What the exercise asks:
Copy out every line of the following material word for word. Leave the pictures out of your copy.

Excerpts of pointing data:
=-=-=
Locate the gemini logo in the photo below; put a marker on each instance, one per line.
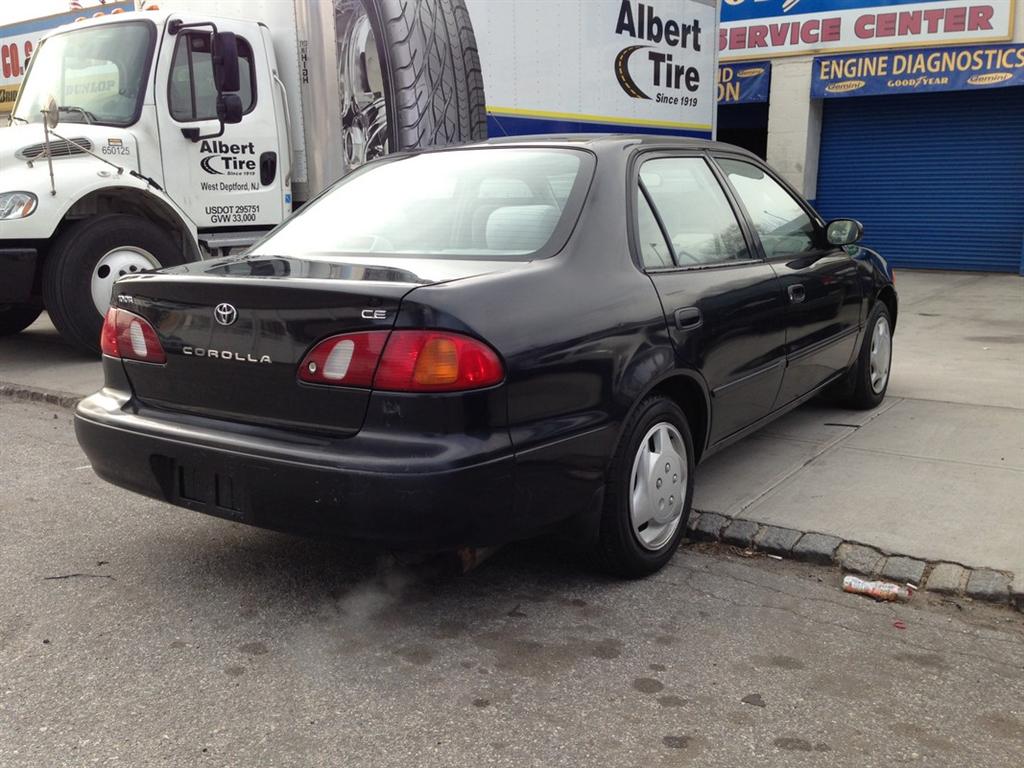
(662, 36)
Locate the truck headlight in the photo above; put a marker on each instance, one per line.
(16, 205)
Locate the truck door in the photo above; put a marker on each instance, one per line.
(230, 182)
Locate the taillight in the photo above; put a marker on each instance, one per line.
(128, 336)
(403, 361)
(347, 360)
(436, 361)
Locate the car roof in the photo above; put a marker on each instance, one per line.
(598, 141)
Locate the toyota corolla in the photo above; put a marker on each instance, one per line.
(466, 346)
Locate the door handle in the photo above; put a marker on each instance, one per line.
(267, 168)
(688, 317)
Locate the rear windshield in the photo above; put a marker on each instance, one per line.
(495, 203)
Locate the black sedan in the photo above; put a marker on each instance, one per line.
(471, 345)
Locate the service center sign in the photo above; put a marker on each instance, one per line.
(598, 65)
(755, 29)
(17, 41)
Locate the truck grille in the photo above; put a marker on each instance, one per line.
(58, 148)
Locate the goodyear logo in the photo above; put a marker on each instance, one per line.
(846, 86)
(989, 78)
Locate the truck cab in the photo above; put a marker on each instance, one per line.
(138, 140)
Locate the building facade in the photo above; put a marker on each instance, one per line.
(907, 115)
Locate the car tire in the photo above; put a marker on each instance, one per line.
(16, 317)
(85, 260)
(430, 69)
(868, 381)
(627, 546)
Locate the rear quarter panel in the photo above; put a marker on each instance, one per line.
(582, 336)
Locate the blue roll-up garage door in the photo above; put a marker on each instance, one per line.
(936, 178)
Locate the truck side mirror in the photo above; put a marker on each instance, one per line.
(229, 109)
(225, 62)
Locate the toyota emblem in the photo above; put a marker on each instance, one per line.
(224, 313)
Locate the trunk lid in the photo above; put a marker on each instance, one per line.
(246, 371)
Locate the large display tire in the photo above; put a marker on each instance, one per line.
(85, 260)
(430, 75)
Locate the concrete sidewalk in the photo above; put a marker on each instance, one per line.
(932, 482)
(935, 474)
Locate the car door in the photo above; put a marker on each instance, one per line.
(820, 282)
(231, 181)
(723, 304)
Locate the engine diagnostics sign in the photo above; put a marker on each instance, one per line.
(755, 29)
(919, 71)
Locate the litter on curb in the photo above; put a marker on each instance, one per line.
(878, 590)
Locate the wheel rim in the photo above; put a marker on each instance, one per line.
(657, 485)
(116, 263)
(364, 111)
(882, 349)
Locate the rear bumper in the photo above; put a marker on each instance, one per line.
(17, 274)
(443, 498)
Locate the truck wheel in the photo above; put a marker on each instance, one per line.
(16, 317)
(85, 260)
(410, 76)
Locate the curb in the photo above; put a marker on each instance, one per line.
(938, 578)
(34, 394)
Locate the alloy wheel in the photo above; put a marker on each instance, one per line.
(657, 485)
(881, 355)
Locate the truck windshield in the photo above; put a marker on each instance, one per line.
(509, 203)
(96, 75)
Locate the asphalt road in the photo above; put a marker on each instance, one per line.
(135, 634)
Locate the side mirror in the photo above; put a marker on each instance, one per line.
(51, 114)
(844, 231)
(229, 109)
(225, 62)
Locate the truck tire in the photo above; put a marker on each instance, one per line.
(85, 260)
(430, 73)
(16, 317)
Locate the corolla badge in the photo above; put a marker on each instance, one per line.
(224, 313)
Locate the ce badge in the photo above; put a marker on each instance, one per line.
(224, 313)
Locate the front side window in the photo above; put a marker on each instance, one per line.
(500, 203)
(193, 92)
(97, 75)
(780, 221)
(698, 221)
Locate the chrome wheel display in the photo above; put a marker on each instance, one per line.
(364, 113)
(881, 354)
(657, 485)
(116, 263)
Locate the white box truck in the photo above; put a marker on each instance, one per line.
(150, 138)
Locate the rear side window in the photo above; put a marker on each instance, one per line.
(193, 94)
(698, 221)
(653, 250)
(495, 203)
(781, 223)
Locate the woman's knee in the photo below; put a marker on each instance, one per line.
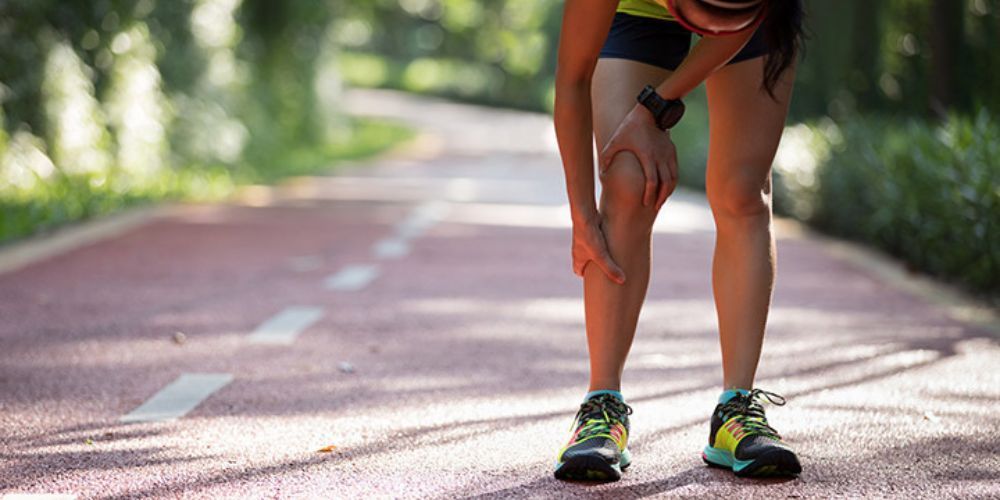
(623, 185)
(741, 196)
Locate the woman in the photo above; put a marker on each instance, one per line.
(609, 51)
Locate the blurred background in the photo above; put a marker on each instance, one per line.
(893, 138)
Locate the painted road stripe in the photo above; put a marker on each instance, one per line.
(352, 278)
(282, 328)
(178, 398)
(422, 218)
(38, 496)
(391, 248)
(416, 223)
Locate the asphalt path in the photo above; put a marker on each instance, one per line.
(411, 328)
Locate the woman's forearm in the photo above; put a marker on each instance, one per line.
(574, 132)
(708, 55)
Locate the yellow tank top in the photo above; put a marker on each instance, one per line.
(645, 8)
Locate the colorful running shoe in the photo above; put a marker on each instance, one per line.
(742, 441)
(598, 448)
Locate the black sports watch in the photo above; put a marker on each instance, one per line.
(666, 112)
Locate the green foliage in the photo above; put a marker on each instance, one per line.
(66, 198)
(925, 193)
(497, 52)
(110, 103)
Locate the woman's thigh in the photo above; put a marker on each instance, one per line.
(615, 85)
(745, 126)
(614, 88)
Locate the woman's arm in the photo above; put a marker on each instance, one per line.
(585, 26)
(707, 56)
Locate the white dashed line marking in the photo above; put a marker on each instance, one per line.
(391, 248)
(177, 399)
(352, 278)
(284, 327)
(415, 224)
(38, 496)
(422, 218)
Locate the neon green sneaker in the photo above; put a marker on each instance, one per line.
(598, 447)
(742, 441)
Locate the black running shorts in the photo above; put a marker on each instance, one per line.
(661, 43)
=-=-=
Reply:
Locate the gemini logo in the photo below; put a marker on each instance, one per line.
(662, 36)
Locate the truck headlight in the photo above; put a marker on each instance, one per line.
(16, 205)
Locate the truck door in the photo above; put a marker on each instance, one per line.
(230, 182)
Locate the taillight in the photo above; put a marker on each instance, one per line.
(128, 336)
(403, 361)
(347, 360)
(436, 361)
Locate the car roof in the photo above; put a marker on each instance, one per line.
(598, 141)
Locate the toyota corolla in the photo above; put a marker on each instance, one per line.
(466, 346)
Locate the door handle in the photo above; put a marker on each instance, one per line.
(267, 168)
(688, 317)
Locate the rear windshield in the photo above; put a marker on each instance, one per line.
(495, 203)
Locate the black sedan in the photo above; put a marker on each instance, one per line.
(471, 345)
Locate the service center sign in the photo above; put a marker on each instance, one per line.
(598, 65)
(755, 29)
(17, 41)
Locate the truck grille in the photo above; put a marker on each instance, one per line.
(58, 148)
Locate the goodyear logo in the photo above; put a marker on each instance, one per line.
(846, 86)
(989, 78)
Locate the truck cab in the photo above; put a marker on each instance, one per line.
(138, 140)
Locate the building facade in the photo above; put a marker on each instance, one per line.
(907, 115)
Locate the car tire in the photo above; put a marker on each instance, one per line.
(16, 317)
(85, 260)
(430, 69)
(868, 381)
(627, 546)
Locate the rear quarter panel in the photo above; put a marker on each instance, one per line.
(582, 336)
Locate the blue roll-up garage door in the photo above; put a marker on each instance, one per line.
(936, 178)
Locate the truck side mirror in the photo above; put a marker on each instance, one per line.
(229, 109)
(225, 62)
Locate the toyota emblem in the photo above; put a marker on each instance, one per line.
(224, 313)
Locate the trunk lid in the photo above; put a marker on each instance, one per line.
(246, 371)
Locate the large display tire in the photo above; put a marker on each instance, one per line.
(85, 260)
(430, 75)
Locate the concrete sidewalk in the photo above; put a marker on each instance, one per line.
(932, 482)
(935, 474)
Locate the car door in the photo above; put a marker on each instance, one per line.
(820, 282)
(231, 181)
(723, 304)
Locate the engine diagnostics sign in the photo above; put a marker on each instance, one per line.
(755, 29)
(919, 71)
Locate the litter on curb in the photo above; put a marker on each instance, one per line.
(878, 590)
Locate the wheel rim in the photo above; put a marker on each instance, one per line.
(657, 485)
(116, 263)
(364, 111)
(882, 349)
Locate the rear bumper in the photo above; put a marker on each instance, one per line.
(17, 274)
(443, 498)
Locate the truck wheel in the photo above; put a marker on each instance, one per line.
(16, 317)
(85, 260)
(410, 76)
Locate the curb in the photo above; put a marker on each instance, one per line.
(938, 578)
(34, 394)
Locate the alloy wheel in the photo above; put a marker on each instance, one per line.
(657, 485)
(881, 355)
Locate the truck windshield in the photo above; put a marker on each instance, one per line.
(509, 203)
(96, 75)
Locate the asphalt road in the photo above; put a marker on each instance, one per line.
(135, 634)
Locate the side mirror in the photo above; put a marker on each instance, one per line.
(51, 114)
(844, 231)
(229, 109)
(225, 62)
Locate the truck tire in the photo above; put a marker on each instance, one per line.
(85, 260)
(430, 73)
(16, 317)
Locate the corolla badge in the photo above; put a marker on each instance, one per line.
(224, 313)
Locate the ce badge in the photo above; put a marker on each instance, one per line.
(224, 313)
Locate the front side window in the photo above; put a marker on each instance, one per line.
(500, 203)
(193, 92)
(97, 75)
(780, 221)
(698, 221)
Locate the chrome wheel display in the photo above; put a marker on each instance, one per line.
(364, 113)
(881, 354)
(657, 485)
(116, 263)
Locate the white box truck in the photo above; put a marker on each instance, one per line.
(150, 138)
Locate the rear side window in the photo above; put a marker on each instance, one per line.
(193, 94)
(698, 221)
(653, 250)
(495, 203)
(781, 223)
Locate the woman's knee in the photo below; put a marker on each instance, one per line.
(623, 185)
(741, 196)
Locate the woman in the photo above; put a marker on each instance, one per line.
(609, 51)
Locate the blurred background in the photo above; put a marker on each instance, one per line.
(893, 138)
Locate the painted road stripe in the photo above; put a marker on each instance, one per line.
(352, 278)
(282, 328)
(178, 398)
(422, 218)
(38, 496)
(391, 248)
(416, 223)
Locate the asphalt path in the photo above; put a marker on each instance, one per line.
(411, 328)
Locate the woman's forearm in the photo above; put a marker on each instance, one per line.
(574, 132)
(708, 55)
Locate the yellow tank top in the photo above; put a marker on each instance, one per line.
(645, 8)
Locate the colorful running shoe in the photo above; put a marker on each instance, one per line.
(742, 441)
(598, 448)
Locate the black sports watch in the photo above; put a marker on each instance, one per line.
(666, 112)
Locate the green foliage in the photo above; put a marker on each instance, one per line.
(66, 198)
(925, 193)
(497, 52)
(110, 103)
Locate the woman's thigh in the photo above; put a marker on each instance, one per line.
(615, 85)
(745, 126)
(614, 88)
Locate the woman's arm in the photo above; put a marker on each instance, one per line.
(585, 26)
(707, 56)
Locate the white dashed line marking in the photo above; put a marker on each instance, one per line.
(391, 248)
(177, 399)
(352, 278)
(284, 327)
(415, 224)
(38, 496)
(422, 218)
Locate the neon green sneaker in the photo above; put a marker on each instance, one per line.
(598, 447)
(742, 441)
Locate the black running shorts in the photo above; put a marker on each instance, one per line.
(661, 43)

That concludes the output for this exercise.